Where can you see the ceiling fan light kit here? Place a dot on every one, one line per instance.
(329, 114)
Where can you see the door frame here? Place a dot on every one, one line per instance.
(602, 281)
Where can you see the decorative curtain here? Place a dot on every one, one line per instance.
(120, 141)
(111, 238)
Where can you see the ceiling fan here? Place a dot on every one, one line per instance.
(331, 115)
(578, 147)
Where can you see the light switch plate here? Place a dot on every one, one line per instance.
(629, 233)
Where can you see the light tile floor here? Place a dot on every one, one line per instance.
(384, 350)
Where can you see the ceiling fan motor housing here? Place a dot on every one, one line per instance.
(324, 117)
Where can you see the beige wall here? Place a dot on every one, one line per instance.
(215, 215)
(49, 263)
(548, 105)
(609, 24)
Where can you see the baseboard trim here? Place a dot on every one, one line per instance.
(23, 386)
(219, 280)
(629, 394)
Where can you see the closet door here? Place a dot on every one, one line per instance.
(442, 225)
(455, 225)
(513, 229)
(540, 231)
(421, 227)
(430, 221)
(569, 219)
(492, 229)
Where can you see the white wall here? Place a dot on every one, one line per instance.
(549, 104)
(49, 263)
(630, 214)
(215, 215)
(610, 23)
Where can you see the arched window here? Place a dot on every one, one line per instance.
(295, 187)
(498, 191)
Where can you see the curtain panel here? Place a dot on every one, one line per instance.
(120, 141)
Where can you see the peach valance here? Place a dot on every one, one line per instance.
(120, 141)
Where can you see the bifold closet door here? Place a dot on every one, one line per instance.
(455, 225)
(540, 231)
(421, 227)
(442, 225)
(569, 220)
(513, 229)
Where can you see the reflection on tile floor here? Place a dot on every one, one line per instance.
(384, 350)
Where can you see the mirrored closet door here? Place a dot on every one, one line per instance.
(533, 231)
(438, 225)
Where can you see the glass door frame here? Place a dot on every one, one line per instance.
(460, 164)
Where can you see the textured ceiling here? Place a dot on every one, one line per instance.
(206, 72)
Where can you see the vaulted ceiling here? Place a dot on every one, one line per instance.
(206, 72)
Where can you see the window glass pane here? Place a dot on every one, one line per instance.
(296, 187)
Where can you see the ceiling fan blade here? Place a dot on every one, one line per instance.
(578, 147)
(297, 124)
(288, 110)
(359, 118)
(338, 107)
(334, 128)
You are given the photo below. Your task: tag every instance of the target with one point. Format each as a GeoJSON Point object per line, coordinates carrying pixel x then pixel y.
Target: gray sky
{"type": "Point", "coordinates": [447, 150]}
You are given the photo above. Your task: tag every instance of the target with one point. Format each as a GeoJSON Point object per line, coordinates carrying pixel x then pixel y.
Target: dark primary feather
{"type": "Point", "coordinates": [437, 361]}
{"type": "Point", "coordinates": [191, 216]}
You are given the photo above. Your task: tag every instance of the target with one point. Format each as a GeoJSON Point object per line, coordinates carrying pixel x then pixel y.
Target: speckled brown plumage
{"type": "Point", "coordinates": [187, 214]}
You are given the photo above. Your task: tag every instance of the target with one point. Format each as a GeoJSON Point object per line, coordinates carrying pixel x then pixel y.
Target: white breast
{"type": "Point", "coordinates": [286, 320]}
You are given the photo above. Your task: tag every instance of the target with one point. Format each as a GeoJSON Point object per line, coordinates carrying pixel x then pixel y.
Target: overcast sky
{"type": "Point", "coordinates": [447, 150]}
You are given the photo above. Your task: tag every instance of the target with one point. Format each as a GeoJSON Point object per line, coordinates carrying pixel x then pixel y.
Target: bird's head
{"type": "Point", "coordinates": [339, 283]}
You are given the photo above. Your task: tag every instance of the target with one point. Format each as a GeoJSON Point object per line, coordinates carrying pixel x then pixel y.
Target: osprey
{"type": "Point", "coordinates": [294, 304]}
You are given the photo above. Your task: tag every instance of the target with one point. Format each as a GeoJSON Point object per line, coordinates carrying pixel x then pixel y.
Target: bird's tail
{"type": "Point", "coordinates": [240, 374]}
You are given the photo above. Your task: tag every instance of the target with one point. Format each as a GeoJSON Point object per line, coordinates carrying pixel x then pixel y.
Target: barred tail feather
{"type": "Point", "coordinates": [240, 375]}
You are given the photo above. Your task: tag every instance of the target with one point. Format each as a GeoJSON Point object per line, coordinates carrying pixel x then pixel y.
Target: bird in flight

#### [Task description]
Copy out the full set of records precisely, leaving nothing out.

#### [Completed task]
Where can you see the ceiling fan light kit here? Place a dot on every one, one line per instance.
(329, 114)
Where can you see the door frame here? Place a dot on every one, one line per instance.
(602, 281)
Where can you see the decorative curtain here? Place a dot on every one, one line per instance.
(120, 141)
(111, 238)
Where can you see the ceiling fan here? Place a dot on every one, one line per instance.
(331, 115)
(578, 147)
Where can you see the light switch plate here? Place a dot on every one, one line per instance.
(629, 233)
Where can you see the light tile floor here? Place a dot on every one, one line per instance.
(384, 350)
Where can you see the ceiling fan motor housing here? Place a dot on every one, one line per instance.
(324, 117)
Where can you see the beige wall here? Place a dot on every one, one line per instance.
(215, 215)
(49, 263)
(548, 105)
(609, 24)
Where can you see the baseboard trim here? Place a dot on every one, one line per instance.
(23, 386)
(219, 280)
(629, 394)
Where can you see the closet door here? Place a dot on every one, one line per instance.
(442, 225)
(455, 225)
(513, 229)
(540, 231)
(421, 227)
(430, 221)
(569, 219)
(492, 229)
Where can you see the white wall here? Place a dot on every one, one line per instance.
(549, 104)
(49, 263)
(630, 214)
(215, 215)
(610, 23)
Where can you see the arched window here? Place a dot on every one, one line per instance.
(295, 187)
(498, 191)
Where can you see the curtain panel here? Place a dot on every one, one line per instance.
(120, 141)
Where can you see the peach valance here? Place a dot on every one, one line per instance.
(120, 141)
Where can you see the bifold closet door here? Place a dot on every one, one line per instance.
(455, 225)
(540, 231)
(421, 227)
(442, 225)
(569, 220)
(513, 229)
Where can you see the reflection on tile floor here? Place a dot on every one, one line per instance.
(384, 350)
Where can you see the mirrored closet door here? Place a dot on every one, one line per instance.
(533, 231)
(438, 225)
Where can you see the glass door frame here? Place a dot on every one, one line per instance.
(460, 164)
Where can you see the textured ceiling here? Place a dot on every one, one line per instance.
(206, 72)
Where can you see the vaulted ceiling here? Place a dot on every one, one line per instance.
(206, 72)
Where can you see the window glass pane here? Place a dot on every one, one line per instance.
(296, 187)
Where can you see the ceiling fan blade here? Place a dot on every one, one line per instance.
(578, 147)
(297, 124)
(288, 110)
(359, 118)
(338, 107)
(334, 128)
You are given the photo below. Your task: tag every instance of the target with one point. Format each as a GeoJSON Point object per line, coordinates carrying pixel x then pixel y.
Target: gray sky
{"type": "Point", "coordinates": [447, 150]}
You are given the photo above. Your task: tag every instance of the target with one point. Format each as a GeoJSON Point object per line, coordinates carrying pixel x then pixel y.
Target: dark primary feather
{"type": "Point", "coordinates": [437, 361]}
{"type": "Point", "coordinates": [191, 216]}
You are given the photo above. Your task: tag every instance of the target with one point. Format each as a GeoJSON Point object per line, coordinates carrying pixel x then pixel y.
Target: speckled brown plumage
{"type": "Point", "coordinates": [187, 214]}
You are given the photo above. Your task: tag every instance of the target with one point. Format each as a GeoJSON Point object per line, coordinates carrying pixel x then pixel y.
Target: white breast
{"type": "Point", "coordinates": [286, 320]}
You are given the photo above. Your task: tag every instance of the target with one point. Format each as a GeoJSON Point object per line, coordinates carrying pixel x then pixel y.
Target: overcast sky
{"type": "Point", "coordinates": [447, 150]}
You are given the photo above. Your task: tag every instance of the target with one point. Format each as a GeoJSON Point object per line, coordinates carrying pixel x then pixel y.
Target: bird's head
{"type": "Point", "coordinates": [339, 283]}
You are given the photo above. Your task: tag every instance of the target with one point. Format each as a GeoJSON Point object per line, coordinates carrying pixel x then pixel y.
Target: osprey
{"type": "Point", "coordinates": [294, 304]}
You are given the photo above. Your task: tag every instance of the target with one point. Format each as a GeoJSON Point object per line, coordinates carrying pixel x then pixel y.
Target: bird's tail
{"type": "Point", "coordinates": [240, 374]}
You are given the photo above. Your task: tag every instance of the target with one point. Format each as a GeoJSON Point object per line, coordinates carrying pixel x then pixel y.
Target: barred tail feather
{"type": "Point", "coordinates": [240, 375]}
You are given the photo above. Your task: tag every instance of the target with one point. Format each as a GeoJSON Point object per line, coordinates carrying pixel x then pixel y.
Target: bird in flight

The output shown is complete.